What needs to be done
In the text on Alexander Bryan Johnson, where was he buried?

United States philosopher and banker

Alexander Bryan Johnson (May 29, 1786, Gosport, Hampshire, Eng. — September 9, 1867, Utica, N.Y., U.S.), was a British-born American philosopher and semanticist. He immigrated to the United States as a child and worked as a banker in Utica, New York. He wrote about economics, language, and the nature of knowledge.

==Biography==
Of Netherlandic and Jewish ancestry, he was born in Gosport, Hampshire, England, United Kingdom and at age 16 he emigrated to the United States, and settled at Utica, where he was a banker for many years. He was admitted to the bar, but never practised.

Johnson died on the 9th of September 1867, at the age of 81, and was buried at Forest Hill Cemetery in Utica.

==Family==
He married Abigail Louisa Smith Adams (1798-1836), daughter of Charles Adams and Sally Smith, niece of William Stephens Smith, and granddaughter of John Adams and Abigail Adams.

His son, Alexander Smith Johnson, was born in Utica in 1817, served as a judge, and died in Nassau, Bahamas, in 1878.

Entries provided

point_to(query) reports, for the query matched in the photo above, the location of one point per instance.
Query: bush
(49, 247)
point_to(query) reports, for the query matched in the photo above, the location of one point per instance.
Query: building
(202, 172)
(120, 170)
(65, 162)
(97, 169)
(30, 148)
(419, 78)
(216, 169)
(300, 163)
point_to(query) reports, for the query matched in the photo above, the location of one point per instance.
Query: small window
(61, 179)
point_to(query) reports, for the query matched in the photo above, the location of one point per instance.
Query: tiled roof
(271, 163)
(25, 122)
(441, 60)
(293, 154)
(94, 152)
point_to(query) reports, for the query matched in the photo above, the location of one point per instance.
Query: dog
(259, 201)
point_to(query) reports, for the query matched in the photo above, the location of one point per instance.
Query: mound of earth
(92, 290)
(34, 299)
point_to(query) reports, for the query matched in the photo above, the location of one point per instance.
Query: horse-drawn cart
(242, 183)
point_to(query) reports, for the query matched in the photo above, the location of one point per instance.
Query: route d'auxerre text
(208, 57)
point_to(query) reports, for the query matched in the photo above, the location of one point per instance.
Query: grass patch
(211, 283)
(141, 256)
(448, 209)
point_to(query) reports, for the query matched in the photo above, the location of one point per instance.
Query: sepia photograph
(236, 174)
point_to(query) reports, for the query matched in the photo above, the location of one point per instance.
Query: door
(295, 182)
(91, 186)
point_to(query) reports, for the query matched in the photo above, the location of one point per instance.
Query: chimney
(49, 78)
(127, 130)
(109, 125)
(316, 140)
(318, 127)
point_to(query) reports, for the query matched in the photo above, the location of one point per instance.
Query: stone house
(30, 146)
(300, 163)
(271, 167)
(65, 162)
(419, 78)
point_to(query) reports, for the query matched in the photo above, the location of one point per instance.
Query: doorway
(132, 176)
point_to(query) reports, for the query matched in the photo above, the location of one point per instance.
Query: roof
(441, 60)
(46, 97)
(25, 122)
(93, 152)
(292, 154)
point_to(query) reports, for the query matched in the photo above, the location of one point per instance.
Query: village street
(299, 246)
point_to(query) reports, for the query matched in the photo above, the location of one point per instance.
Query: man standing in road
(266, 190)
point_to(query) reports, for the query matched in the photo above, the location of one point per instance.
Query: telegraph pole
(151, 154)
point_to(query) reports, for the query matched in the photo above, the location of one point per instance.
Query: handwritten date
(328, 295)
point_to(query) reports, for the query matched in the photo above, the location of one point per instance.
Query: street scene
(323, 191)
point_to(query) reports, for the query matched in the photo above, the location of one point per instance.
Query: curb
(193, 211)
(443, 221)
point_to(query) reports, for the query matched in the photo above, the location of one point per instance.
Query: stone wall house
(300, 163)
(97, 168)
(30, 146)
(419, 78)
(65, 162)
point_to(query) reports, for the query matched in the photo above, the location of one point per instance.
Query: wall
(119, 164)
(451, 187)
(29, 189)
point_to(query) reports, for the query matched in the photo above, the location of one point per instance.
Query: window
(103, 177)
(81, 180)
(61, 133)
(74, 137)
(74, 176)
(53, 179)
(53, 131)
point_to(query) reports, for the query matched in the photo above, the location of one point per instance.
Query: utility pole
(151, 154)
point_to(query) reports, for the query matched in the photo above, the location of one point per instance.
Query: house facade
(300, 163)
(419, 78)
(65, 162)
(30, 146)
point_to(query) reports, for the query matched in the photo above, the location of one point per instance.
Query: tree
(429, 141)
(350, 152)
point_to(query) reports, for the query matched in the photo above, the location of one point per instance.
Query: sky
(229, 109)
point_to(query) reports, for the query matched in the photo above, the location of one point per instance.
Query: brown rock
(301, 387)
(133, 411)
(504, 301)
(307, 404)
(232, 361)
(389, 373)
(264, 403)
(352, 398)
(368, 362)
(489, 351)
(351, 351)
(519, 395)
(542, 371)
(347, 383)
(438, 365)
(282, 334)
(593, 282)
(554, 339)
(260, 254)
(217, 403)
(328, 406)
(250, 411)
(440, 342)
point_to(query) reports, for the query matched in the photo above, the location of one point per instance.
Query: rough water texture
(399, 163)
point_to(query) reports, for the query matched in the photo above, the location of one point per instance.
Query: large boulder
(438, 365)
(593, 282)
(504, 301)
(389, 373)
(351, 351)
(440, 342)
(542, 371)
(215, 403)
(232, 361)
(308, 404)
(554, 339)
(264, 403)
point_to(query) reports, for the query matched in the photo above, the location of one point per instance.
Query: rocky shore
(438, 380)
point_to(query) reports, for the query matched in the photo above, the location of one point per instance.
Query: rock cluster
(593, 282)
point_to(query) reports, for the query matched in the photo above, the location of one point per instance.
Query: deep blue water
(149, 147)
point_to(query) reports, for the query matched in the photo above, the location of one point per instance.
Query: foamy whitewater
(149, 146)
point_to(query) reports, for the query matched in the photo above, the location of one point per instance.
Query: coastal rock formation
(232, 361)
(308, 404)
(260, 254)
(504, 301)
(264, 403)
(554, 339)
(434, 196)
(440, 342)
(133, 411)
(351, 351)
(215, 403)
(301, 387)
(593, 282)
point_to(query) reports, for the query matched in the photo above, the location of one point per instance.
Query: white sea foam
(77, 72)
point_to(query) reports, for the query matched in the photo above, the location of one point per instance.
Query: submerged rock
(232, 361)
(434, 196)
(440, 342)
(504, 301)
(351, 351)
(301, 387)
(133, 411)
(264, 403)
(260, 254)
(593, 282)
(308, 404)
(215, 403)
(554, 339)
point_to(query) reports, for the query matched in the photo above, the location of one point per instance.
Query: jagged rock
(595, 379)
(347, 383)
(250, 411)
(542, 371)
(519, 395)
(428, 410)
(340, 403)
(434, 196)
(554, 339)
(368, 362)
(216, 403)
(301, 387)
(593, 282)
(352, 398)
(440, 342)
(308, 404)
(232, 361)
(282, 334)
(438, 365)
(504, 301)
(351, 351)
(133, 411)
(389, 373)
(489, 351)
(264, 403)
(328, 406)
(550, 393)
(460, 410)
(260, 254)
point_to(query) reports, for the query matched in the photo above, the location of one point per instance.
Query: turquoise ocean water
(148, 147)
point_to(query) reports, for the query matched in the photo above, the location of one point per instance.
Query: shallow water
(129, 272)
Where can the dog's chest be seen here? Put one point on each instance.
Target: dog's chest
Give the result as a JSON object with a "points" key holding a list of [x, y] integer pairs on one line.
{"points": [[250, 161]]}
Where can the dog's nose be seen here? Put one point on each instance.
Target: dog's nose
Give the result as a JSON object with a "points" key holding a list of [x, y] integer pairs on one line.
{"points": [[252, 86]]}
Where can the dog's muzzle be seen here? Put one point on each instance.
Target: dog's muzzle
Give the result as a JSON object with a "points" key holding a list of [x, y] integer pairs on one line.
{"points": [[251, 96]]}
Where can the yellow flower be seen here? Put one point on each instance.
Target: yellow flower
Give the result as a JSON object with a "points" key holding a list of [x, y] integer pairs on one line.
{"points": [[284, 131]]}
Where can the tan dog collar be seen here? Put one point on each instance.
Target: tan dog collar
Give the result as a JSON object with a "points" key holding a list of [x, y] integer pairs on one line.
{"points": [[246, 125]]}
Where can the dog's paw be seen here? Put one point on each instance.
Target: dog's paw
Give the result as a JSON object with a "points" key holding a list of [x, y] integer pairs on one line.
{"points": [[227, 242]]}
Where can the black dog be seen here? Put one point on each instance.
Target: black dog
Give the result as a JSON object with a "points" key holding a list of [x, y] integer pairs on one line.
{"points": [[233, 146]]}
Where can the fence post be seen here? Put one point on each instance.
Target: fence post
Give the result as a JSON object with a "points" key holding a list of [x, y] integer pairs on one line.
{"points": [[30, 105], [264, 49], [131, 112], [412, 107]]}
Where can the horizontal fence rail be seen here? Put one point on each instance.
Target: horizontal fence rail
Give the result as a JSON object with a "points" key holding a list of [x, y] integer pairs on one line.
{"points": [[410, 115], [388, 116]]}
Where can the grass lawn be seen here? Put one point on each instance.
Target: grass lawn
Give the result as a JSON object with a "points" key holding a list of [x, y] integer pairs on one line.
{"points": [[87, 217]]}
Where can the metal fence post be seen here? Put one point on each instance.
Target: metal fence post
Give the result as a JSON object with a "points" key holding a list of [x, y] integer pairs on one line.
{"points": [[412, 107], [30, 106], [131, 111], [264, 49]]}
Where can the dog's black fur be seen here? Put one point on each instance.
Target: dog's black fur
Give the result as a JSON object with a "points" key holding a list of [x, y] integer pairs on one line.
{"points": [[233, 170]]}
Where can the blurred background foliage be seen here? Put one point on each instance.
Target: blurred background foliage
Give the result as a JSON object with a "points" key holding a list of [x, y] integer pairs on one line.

Output
Forest Hill Cemetery in Utica.